◆ Aim of the task ◆
Edit the items below by changing every "with a single marker" to "with one dot" and leaving all other wording as it is. Give back every item without the pictures.

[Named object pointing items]
::::::

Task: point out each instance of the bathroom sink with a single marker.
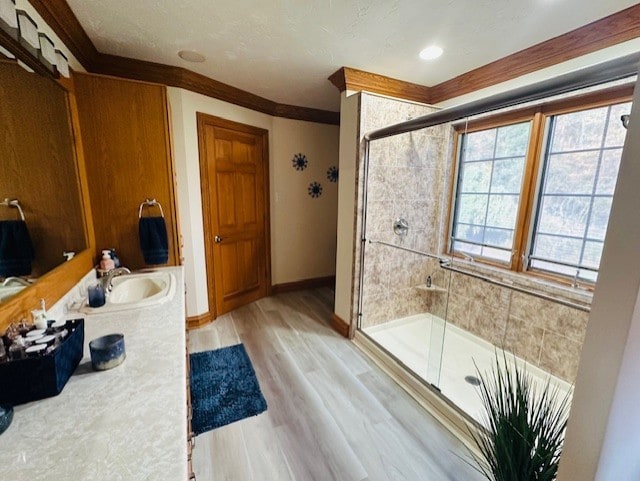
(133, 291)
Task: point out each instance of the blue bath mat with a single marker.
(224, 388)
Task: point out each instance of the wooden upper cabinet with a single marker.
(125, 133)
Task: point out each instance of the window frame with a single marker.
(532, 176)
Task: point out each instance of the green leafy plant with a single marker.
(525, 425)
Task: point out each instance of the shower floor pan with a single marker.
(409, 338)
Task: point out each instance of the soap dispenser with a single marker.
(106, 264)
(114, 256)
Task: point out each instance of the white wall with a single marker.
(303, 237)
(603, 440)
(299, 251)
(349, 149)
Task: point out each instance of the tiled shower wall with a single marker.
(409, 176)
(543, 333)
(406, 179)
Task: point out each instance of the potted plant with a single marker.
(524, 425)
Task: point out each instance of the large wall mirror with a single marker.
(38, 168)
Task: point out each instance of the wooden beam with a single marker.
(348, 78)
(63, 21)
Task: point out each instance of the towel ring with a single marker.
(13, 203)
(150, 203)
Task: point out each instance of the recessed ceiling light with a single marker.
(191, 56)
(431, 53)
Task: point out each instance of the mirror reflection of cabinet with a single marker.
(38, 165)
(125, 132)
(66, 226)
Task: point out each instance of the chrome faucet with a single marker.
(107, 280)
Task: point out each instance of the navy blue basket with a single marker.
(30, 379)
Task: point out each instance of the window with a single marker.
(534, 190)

::::::

◆ Response to this task ◆
Task: point out each instance of the bathroom sink with one dot.
(133, 291)
Task: point out each instance of the blue bath mat with one dot.
(224, 388)
Task: point out each instance of the wooden upper cabinet with one dot.
(125, 133)
Task: point out each instance of the window frame with one dot.
(532, 176)
Task: point out each instance of the green leafy plant with one dot.
(525, 425)
Task: point out each instance of the shower floor pan with one dot.
(409, 338)
Task: point out each instance of the soap dispenser with one dot.
(106, 264)
(114, 256)
Task: point out each instance of the white wall with one dot.
(303, 237)
(603, 440)
(299, 251)
(349, 149)
Task: point out each instance of the tiled shower wall with one dot.
(409, 176)
(543, 333)
(406, 179)
Task: point out each instance of the potted plant with one dot.
(524, 425)
Task: point out each instance of the large wall mirror with one dot.
(38, 168)
Task: point out each instance of the wooden beam with one dot.
(348, 78)
(63, 21)
Task: point out each instance of the towel ring with one dot.
(13, 203)
(150, 203)
Task: point out each instance of the recessed ceiling light with one dot.
(191, 56)
(431, 53)
Task: point out each instance of the mirror reflection of cabinet with one dot.
(38, 165)
(125, 132)
(66, 226)
Task: point out each instance of the chrome faucet with one dot.
(107, 280)
Task: point out each instance of the navy blue basket with one dot.
(30, 379)
Task: point out each instance of the window with one dot.
(534, 190)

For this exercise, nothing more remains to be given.